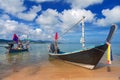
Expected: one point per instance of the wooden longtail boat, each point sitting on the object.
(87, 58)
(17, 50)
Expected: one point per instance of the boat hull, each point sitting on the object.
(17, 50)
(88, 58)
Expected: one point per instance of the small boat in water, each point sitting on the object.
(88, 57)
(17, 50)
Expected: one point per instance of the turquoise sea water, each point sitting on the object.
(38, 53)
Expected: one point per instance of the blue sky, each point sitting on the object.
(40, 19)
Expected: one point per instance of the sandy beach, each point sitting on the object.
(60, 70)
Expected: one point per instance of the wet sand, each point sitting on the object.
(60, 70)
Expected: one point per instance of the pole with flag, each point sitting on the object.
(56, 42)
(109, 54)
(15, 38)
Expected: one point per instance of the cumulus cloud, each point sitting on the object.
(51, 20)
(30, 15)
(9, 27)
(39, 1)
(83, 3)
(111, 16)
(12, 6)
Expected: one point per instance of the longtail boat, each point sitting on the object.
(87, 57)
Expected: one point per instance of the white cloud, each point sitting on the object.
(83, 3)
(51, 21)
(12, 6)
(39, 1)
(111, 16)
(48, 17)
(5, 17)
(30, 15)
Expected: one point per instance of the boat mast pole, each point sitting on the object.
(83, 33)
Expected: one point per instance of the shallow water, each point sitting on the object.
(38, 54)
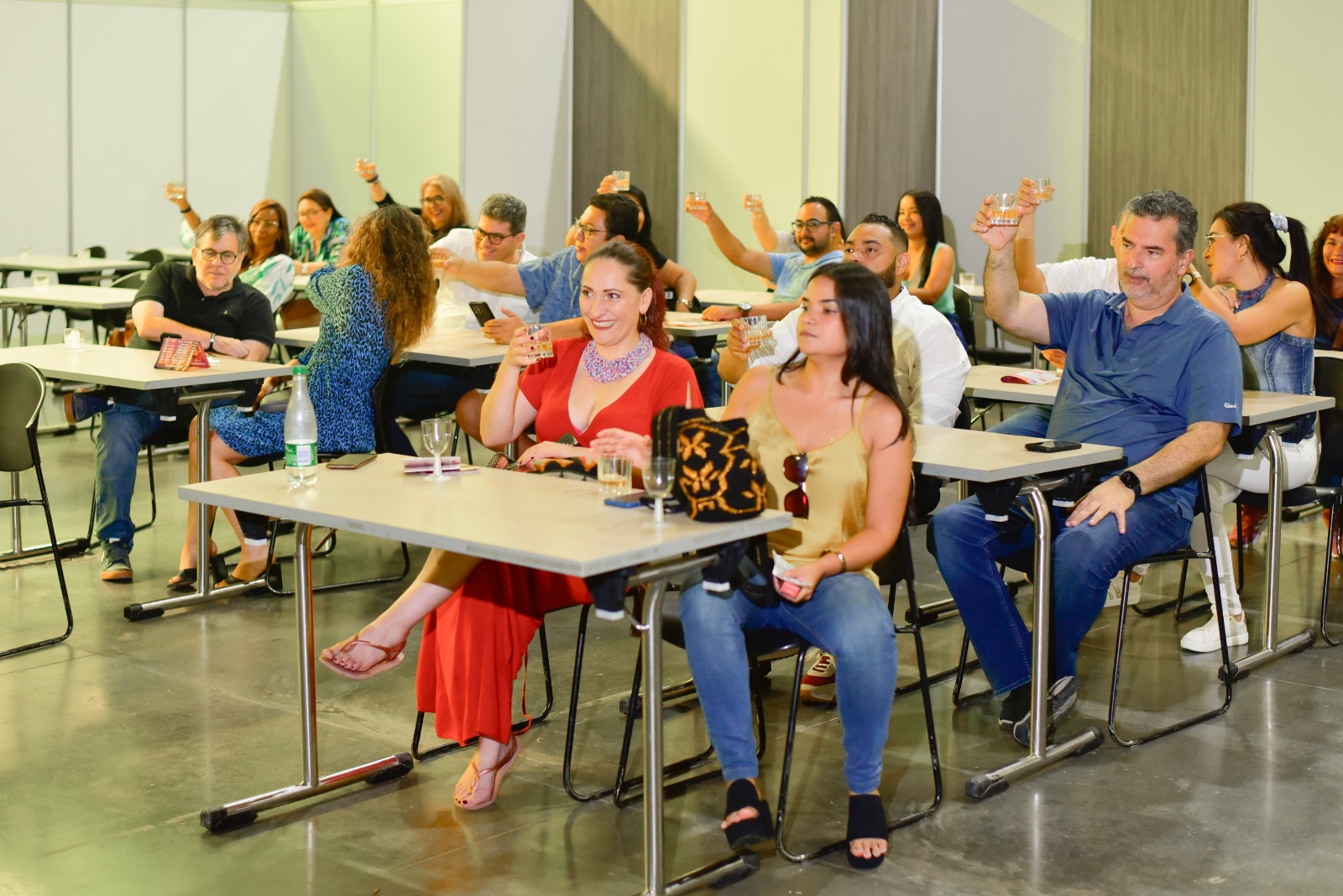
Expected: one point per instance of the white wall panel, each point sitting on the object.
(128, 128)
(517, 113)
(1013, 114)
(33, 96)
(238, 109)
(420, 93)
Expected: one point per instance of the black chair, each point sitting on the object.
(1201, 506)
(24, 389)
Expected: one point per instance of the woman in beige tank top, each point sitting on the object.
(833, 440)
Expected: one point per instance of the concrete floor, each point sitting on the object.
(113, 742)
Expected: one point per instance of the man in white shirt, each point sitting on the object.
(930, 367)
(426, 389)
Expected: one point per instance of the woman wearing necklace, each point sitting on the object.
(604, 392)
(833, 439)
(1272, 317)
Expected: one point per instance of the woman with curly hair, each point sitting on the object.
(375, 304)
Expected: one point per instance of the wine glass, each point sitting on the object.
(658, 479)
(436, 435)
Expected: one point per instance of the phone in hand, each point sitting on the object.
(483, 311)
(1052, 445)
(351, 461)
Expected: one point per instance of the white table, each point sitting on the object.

══════════════════════════════

• PROBLEM DESCRIPTION:
Rewrite all of the data above, swapping every "sitting on" for "placed on" and keeping everything else the same. Omit the pictures.

• RESPONSE TO THE TASK:
Expected: one point per instance of the wooden longtail boat, each point placed on the object.
(87, 58)
(17, 50)
Expected: one point per instance of the boat hull, each point placed on the object.
(17, 50)
(88, 58)
Expected: one point per instance of the small boat in water, each point placed on the object.
(88, 57)
(17, 50)
Expected: one point per instance of the turquoise sea water, each point placed on the object.
(38, 53)
Expected: one point per instance of the blue sky, each point placed on the object.
(40, 19)
Expected: one point per instance of the sandy beach, each point placed on the object.
(60, 70)
Expected: one point per instance of the wet sand, each point placed on the object.
(60, 70)
Expected: one point per instance of the pole with flag, each point placed on the object.
(56, 42)
(109, 54)
(15, 38)
Expected: one point per instance of the cumulus cloud, each point placed on the object.
(51, 20)
(30, 15)
(9, 27)
(39, 1)
(83, 3)
(111, 16)
(12, 6)
Expected: one point per instance of the longtail boat, each point placed on the object.
(87, 57)
Expected: one point per instance of the white cloud, each point placed on the object.
(83, 3)
(51, 21)
(12, 6)
(39, 1)
(111, 16)
(48, 17)
(5, 17)
(30, 15)
Expected: one point per instance of the boat mast pole, each point placed on the object.
(83, 33)
Expected: one point per instance of the shallow water, each point placed on the object.
(38, 54)
Expected: one point per instance of the white wall panel, each point placed on the object.
(128, 128)
(517, 113)
(1013, 114)
(33, 96)
(238, 109)
(420, 93)
Expected: one point per instance of the black chair, each point placed on the object.
(1201, 506)
(24, 389)
Expected: one point per instance of the woman in beige tank top, each point placed on the object.
(833, 440)
Expected: one point per instance of the concrete floor, each point placed on the object.
(113, 742)
Expected: one point per instance of the man in white shirt, each point placed on the object.
(930, 367)
(426, 389)
Expected: one point per instance of the woman wearing necklace, each point placed on the object.
(604, 392)
(833, 439)
(1272, 317)
Expected: one point per instance of the woman with curly hair, each point placed on the object.
(375, 304)
Expected: one point per instance of the wine glass, each point placed on the object.
(658, 479)
(436, 435)
Expected: one point per instance of the phone in hand, each point placed on the object.
(483, 311)
(1052, 445)
(351, 461)
Expected: one point per instance of the white table, each point placed on the object.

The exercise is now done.